(Goal)
Reproduce word for word everything from the line containing "TARGET = gray rock" down to the last line of the entries below.

[Source records start]

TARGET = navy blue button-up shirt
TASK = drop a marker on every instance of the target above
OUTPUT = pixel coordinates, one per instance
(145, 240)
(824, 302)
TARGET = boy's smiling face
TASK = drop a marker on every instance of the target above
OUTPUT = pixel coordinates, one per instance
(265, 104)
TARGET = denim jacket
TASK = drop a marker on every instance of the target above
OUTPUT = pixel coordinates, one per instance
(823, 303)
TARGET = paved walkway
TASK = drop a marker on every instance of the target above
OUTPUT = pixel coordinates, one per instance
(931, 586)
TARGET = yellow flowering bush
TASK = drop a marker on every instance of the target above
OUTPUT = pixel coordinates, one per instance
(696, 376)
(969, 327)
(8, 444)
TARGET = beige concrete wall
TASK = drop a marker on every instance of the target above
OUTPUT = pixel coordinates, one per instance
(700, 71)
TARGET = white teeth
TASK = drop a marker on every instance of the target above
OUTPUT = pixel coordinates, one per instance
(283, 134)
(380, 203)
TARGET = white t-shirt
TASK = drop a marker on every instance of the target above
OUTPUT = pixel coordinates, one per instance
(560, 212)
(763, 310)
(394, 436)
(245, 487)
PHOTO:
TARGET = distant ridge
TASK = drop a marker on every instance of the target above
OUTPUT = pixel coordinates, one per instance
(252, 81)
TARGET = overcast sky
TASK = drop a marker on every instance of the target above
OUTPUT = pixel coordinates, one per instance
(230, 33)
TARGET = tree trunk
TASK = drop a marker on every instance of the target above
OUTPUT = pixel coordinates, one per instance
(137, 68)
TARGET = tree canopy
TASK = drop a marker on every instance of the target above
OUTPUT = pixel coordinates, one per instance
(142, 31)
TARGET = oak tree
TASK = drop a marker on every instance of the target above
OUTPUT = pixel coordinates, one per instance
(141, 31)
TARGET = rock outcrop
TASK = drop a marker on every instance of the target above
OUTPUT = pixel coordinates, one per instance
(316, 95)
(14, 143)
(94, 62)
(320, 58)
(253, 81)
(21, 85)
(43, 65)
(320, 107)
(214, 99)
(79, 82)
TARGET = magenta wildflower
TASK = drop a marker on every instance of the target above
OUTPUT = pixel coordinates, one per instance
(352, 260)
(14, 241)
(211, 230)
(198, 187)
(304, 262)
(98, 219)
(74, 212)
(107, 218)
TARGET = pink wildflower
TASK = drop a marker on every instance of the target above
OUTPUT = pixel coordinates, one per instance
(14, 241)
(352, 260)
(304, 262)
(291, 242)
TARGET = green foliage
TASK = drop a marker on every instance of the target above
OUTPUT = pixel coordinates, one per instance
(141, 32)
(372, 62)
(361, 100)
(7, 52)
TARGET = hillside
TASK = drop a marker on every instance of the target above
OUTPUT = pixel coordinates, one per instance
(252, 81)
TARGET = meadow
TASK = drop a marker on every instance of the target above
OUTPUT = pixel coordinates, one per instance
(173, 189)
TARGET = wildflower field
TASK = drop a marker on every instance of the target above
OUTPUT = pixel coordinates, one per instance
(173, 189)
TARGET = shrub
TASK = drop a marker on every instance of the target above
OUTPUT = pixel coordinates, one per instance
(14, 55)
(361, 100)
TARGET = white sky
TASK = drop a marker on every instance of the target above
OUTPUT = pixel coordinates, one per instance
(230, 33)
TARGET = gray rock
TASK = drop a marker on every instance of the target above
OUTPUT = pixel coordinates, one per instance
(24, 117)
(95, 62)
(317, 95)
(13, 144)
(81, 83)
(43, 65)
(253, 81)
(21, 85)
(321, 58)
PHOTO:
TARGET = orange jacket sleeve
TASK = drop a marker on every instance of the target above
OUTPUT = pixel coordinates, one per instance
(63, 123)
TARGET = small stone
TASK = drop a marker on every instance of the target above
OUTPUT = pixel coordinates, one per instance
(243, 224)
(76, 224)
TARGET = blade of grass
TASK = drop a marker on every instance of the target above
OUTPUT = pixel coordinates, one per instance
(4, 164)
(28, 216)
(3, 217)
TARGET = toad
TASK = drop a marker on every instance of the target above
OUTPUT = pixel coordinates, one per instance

[Source records end]

(Finished answer)
TARGET = gray rock
TASK = drop a marker on every instance of the target above
OUTPUT = pixel coordinates, one per instance
(24, 117)
(95, 62)
(317, 95)
(13, 144)
(81, 83)
(43, 65)
(253, 81)
(21, 85)
(321, 58)
PHOTO:
TARGET = orange jacket sleeve
TASK = drop a marker on every instance of the target above
OUTPUT = pixel coordinates, one per instance
(63, 123)
TARGET = small stone
TASK = drop a marker on every instance of the target above
OUTPUT = pixel coordinates, one per instance
(243, 224)
(76, 224)
TARGET = blade of grass
TASK = drop a marker on every instance of the target above
OUTPUT = pixel coordinates, one per instance
(4, 164)
(28, 216)
(3, 217)
TARGET = toad
TASK = drop a marker on every instance of the target above
OUTPUT = pixel coordinates, one per instance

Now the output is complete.